A esto se suma que en muchos países de ingresos bajos y medios (PIBM) la provisión de atención primaria todavía depende de trabajadores de salud comunitarios (especialmente en áreas rurales). Pero estas personas pueden ser las más expuestas y vulnerables en un contexto de transmisión comunitaria, especialmente si carecen de EPP para sí mismas. Además, muchas no podrán distinguir los síntomas de infecciones por COVID‑19 de los de otras enfermedades parecidas a la gripe. De modo que hay que dar a todos los trabajadores sanitarios de la primera línea capacitación respecto del uso efectivo de los EPP (y proveérselos) para minimizar el riesgo de infección y respecto del modo de evaluar la gravedad de los pacientes (triaje) y aislar posibles infecciones por COVID‑19.
════
TAREAS POR REALIZAR:
1 - Según el pasaje, ¿de quiénes sigue dependiendo la atención primaria en muchos países de ingresos bajos y medios?
2 - Repite del pasaje el tramo que va desde "A esto se suma" hasta "infecciones por COVID‑19.".

EXTRACTO DE DATOS:
════
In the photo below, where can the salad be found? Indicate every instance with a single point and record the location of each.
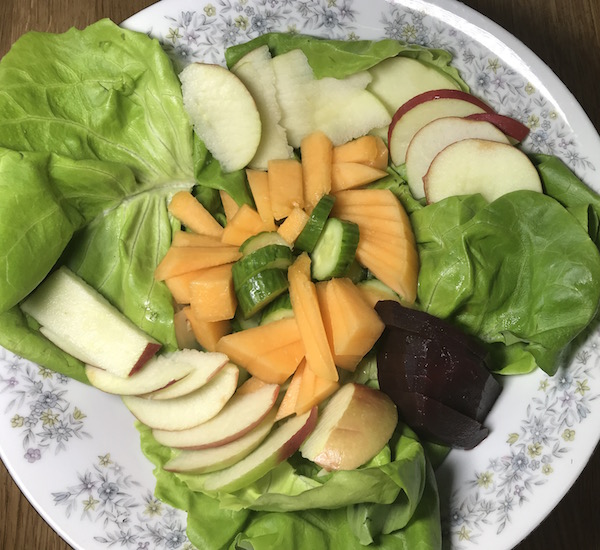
════
RESPUESTAS POR NÚMERO:
1 - De trabajadores de salud comunitarios, especialmente en áreas rurales.

2 -
A esto se suma que en muchos países de ingresos bajos y medios (PIBM) la provisión de atención primaria todavía depende de trabajadores de salud comunitarios (especialmente en áreas rurales). Pero estas personas pueden ser las más expuestas y vulnerables en un contexto de transmisión comunitaria, especialmente si carecen de EPP para sí mismas. Además, muchas no podrán distinguir los síntomas de infecciones por COVID‑19 de los de otras enfermedades parecidas a la gripe. De modo que hay que dar a todos los trabajadores sanitarios de la primera línea capacitación respecto del uso efectivo de los EPP (y proveérselos) para minimizar el riesgo de infección y respecto del modo de evaluar la gravedad de los pacientes (triaje) y aislar posibles infecciones por COVID‑19.